> _Written exercise_: Could you rewrite the entries below with "Show me" switched to "Mark them" throughout, leaving everything else unchanged?

> _Given entries_:
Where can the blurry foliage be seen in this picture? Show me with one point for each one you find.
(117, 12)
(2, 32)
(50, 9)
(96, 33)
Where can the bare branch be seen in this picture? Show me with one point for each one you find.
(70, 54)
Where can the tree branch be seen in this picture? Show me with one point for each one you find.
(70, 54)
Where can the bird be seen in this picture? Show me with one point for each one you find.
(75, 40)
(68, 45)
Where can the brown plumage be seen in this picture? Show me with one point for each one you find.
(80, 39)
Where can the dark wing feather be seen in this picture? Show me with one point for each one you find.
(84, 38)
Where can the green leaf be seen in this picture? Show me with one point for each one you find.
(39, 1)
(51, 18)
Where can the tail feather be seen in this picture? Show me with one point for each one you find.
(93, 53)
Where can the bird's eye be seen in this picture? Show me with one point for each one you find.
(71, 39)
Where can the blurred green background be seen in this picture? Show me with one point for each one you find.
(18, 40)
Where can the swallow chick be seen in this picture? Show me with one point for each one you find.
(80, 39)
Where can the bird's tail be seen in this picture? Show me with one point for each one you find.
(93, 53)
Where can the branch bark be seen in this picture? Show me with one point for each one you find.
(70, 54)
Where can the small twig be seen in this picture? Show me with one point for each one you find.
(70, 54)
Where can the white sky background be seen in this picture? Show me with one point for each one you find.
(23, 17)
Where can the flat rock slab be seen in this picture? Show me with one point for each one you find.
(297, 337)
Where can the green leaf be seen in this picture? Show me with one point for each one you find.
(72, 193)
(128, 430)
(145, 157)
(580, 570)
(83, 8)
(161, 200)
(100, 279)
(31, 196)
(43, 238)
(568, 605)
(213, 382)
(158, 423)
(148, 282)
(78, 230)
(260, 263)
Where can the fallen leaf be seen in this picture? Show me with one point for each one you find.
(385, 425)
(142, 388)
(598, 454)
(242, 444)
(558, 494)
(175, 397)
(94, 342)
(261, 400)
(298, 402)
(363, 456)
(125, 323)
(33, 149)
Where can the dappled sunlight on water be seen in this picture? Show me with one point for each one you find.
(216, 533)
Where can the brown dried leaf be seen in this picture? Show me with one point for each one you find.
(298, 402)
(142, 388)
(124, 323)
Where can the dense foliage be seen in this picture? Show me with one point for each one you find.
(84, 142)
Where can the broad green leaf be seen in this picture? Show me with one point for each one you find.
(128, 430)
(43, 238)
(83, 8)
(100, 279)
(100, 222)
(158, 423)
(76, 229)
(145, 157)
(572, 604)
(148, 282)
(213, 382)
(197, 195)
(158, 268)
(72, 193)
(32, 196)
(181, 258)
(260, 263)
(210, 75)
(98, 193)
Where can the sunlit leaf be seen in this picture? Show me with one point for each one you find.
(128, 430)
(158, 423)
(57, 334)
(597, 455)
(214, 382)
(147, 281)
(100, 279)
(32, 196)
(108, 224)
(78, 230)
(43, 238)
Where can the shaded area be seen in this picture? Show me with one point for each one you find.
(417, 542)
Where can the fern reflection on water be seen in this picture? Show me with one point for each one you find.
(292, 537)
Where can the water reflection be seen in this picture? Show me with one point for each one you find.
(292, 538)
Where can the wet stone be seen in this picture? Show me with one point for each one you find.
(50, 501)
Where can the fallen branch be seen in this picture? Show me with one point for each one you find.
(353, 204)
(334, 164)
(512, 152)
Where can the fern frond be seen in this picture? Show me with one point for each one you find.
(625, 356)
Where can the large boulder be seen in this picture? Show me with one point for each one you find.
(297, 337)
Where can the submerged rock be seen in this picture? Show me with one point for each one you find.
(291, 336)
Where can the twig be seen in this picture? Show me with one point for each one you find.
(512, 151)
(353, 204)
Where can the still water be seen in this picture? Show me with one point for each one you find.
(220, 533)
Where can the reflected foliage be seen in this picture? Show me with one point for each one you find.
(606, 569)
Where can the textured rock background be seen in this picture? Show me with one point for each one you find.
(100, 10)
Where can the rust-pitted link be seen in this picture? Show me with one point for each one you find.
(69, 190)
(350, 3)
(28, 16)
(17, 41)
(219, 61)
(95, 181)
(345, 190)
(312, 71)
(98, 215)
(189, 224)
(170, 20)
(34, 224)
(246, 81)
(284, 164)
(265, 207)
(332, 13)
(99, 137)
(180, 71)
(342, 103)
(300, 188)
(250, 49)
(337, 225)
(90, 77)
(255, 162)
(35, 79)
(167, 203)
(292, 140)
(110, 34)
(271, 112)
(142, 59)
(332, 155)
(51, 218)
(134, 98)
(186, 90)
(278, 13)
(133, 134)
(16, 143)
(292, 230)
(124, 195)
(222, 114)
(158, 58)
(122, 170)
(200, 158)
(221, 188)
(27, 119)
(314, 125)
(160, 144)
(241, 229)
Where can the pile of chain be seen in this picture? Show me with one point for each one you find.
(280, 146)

> _Correct answer_:
Where can the blurry foliage be seen in this picture? Mark them with one point for each one you find.
(117, 12)
(2, 32)
(50, 9)
(96, 33)
Where can the bare branch be seen in this picture? Mark them with one point for each one you find.
(70, 54)
Where can the tree branch be seen in this picture? Mark them with one point for each one you find.
(70, 54)
Where can the bird be seen in this picture? Mark them with one point for each one you find.
(75, 40)
(68, 45)
Where can the brown plumage be seen in this picture? Mark them with one point for each one you find.
(80, 39)
Where can the dark wing feather be seen in this picture? Mark them with one point for each one you find.
(84, 38)
Where can the green leaf be seen in this picture? Mark them with one point for each one you find.
(39, 1)
(51, 18)
Where can the tail feather be seen in this picture? Mark them with one point for each one you find.
(93, 53)
Where can the bird's eye be seen in this picture? Mark them with one point for each one you find.
(71, 39)
Where can the blurred green background be seen in this picture? Mark them with one point for each one you find.
(18, 40)
Where can the swallow chick be seen in this picture? Mark them with one point for each one you find.
(80, 39)
Where can the bird's tail be seen in this picture? Mark them with one point for each one you find.
(93, 53)
Where can the branch bark be seen in this picture? Mark them with one point for each one you find.
(70, 54)
Where can the small twig be seen in this picture? Mark them with one point for each one you find.
(70, 54)
Where can the white sky background be seen in this picture? Mark them with one point for each one you find.
(23, 17)
Where can the flat rock slab be seen in this picture? Mark them with one point for each one you find.
(297, 337)
Where can the green leaf be seen in this picture? Mark them with one point for each one you find.
(72, 193)
(128, 430)
(145, 157)
(580, 570)
(83, 8)
(161, 200)
(100, 279)
(31, 196)
(43, 238)
(568, 605)
(213, 382)
(158, 423)
(148, 282)
(78, 230)
(260, 263)
Where can the fallen leaf be seen in this picture? Mark them with one point for each one you find.
(385, 425)
(142, 388)
(598, 454)
(242, 444)
(558, 494)
(175, 397)
(94, 342)
(261, 400)
(298, 402)
(363, 456)
(125, 323)
(33, 149)
Where can the dappled sunlight on water be seen in this picture? Mark them with one point for each one you find.
(216, 533)
Where can the brown dried leaf be seen in this picture? Mark them with one point for each one you find.
(298, 402)
(142, 388)
(124, 323)
Where can the dense foliage be seen in this picture? Mark them with one point for each one you find.
(84, 142)
Where can the broad green leaf be seen in this picture? Mark them with one point for each one you find.
(128, 430)
(43, 238)
(83, 8)
(100, 279)
(100, 222)
(158, 423)
(76, 229)
(145, 157)
(572, 604)
(148, 282)
(213, 382)
(197, 195)
(158, 268)
(72, 193)
(32, 196)
(181, 258)
(260, 263)
(210, 75)
(98, 193)
Where can the sunlit leaf be seen in this picture? Mark them with one point for each one you find.
(128, 430)
(158, 423)
(57, 334)
(597, 455)
(214, 382)
(147, 281)
(100, 279)
(32, 196)
(108, 224)
(78, 230)
(43, 238)
Where can the shaded area be seen in this picture? Mark them with one point for each one you find.
(417, 542)
Where can the fern reflection on water be seen in this picture? Mark them with one point for each one you find.
(292, 537)
Where can the water reflection be seen in this picture? Mark them with one point for each one you find.
(292, 538)
Where can the wet stone be seen in this picture? Mark them with one point for each one you find.
(50, 501)
Where can the fallen branch be seen in this picture? Mark them with one point for each one you find.
(353, 204)
(334, 164)
(512, 152)
Where can the fern frond be seen in this picture? Mark them with one point for each one you find.
(625, 356)
Where can the large boulder be seen in this picture? Mark them with one point for each one you find.
(297, 337)
Where can the submerged rock be seen in this picture? Mark them with one point for each one you find.
(291, 336)
Where can the twig be seen in this picture? Mark them with one point for each one you find.
(512, 151)
(353, 204)
Where can the still water be seen in this picture? Mark them with one point for each one you find.
(220, 533)
Where can the reflected foliage be seen in this picture? Mark them with one point for each one you find.
(606, 569)
Where can the textured rock background be seen in this picture? Mark them with one point for each one you find.
(100, 10)
Where can the rust-pitted link be seen in this picture? Mark them with one point for each one you find.
(69, 190)
(350, 3)
(28, 16)
(17, 41)
(219, 61)
(95, 181)
(345, 190)
(312, 71)
(98, 215)
(189, 224)
(170, 20)
(34, 224)
(246, 81)
(284, 164)
(265, 207)
(332, 13)
(99, 137)
(180, 71)
(342, 103)
(300, 188)
(250, 49)
(337, 225)
(90, 77)
(255, 162)
(35, 79)
(167, 203)
(292, 140)
(110, 34)
(271, 112)
(142, 59)
(332, 155)
(51, 218)
(134, 98)
(186, 90)
(278, 13)
(133, 134)
(16, 143)
(292, 230)
(124, 195)
(222, 114)
(158, 58)
(122, 170)
(200, 158)
(221, 188)
(27, 119)
(314, 125)
(160, 144)
(241, 229)
Where can the pile of chain be seen in this picture? Mark them with one point for each one you find.
(280, 146)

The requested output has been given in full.